▶ **REQUIREMENT**
Render the rows below as a two-column CSV with the header text,answer, giving one line to each row. Put the row's wording in the first field and its answer in the second, enclosing both in quotes and replacing any line breaks with spaces.

▶ **INPUT RECORDS**
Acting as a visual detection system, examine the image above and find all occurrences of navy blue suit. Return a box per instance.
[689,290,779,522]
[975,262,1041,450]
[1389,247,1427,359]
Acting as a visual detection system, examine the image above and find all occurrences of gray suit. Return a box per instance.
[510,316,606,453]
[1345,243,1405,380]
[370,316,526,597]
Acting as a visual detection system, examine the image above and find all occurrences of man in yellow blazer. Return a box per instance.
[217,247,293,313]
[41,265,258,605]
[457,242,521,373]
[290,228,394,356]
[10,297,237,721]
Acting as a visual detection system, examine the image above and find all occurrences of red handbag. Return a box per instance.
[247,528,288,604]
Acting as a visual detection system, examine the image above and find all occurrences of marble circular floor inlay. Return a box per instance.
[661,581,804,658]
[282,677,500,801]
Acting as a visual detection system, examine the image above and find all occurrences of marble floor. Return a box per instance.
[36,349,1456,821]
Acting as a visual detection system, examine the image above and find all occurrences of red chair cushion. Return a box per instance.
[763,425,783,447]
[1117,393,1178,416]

▶ **SOLUTION TO THE PROBLEM**
text,answer
"Acting as a visual detection system, examine the image above and find all occurrences of navy blue suit. Return a box per instance.","[689,290,779,522] [975,262,1041,450] [1389,247,1427,359]"
"Acting as a visual detection system, examine the image above and find all occurrences of gray suit. Return a box per instance.","[510,316,606,453] [1345,243,1405,380] [370,316,526,597]"
"Acting as a visual detection system, examine the image above and find all occurrences of man in yellow blazer. Return a box per instance.","[217,247,293,313] [41,265,258,605] [457,242,521,373] [290,228,394,356] [10,297,237,721]"
"Acting as a visual detection system, examine the image above and find all occurrences of red handbag. Return a box per instance.","[247,528,288,604]"
"Acting as a visual detection system, examine the image above and find all occurrences of marble circular floor inlay. Return a box per instance.","[661,581,804,658] [282,677,500,801]"
"Acting as a visual detection system, examine the image above and find all occurrences of marble floor. Return a box per instance.","[36,349,1456,821]"
"Acting as a visual detection system, examine the image above and find all occurrences of red chair cushion. Return a box per instance.","[763,425,783,447] [1117,393,1178,416]"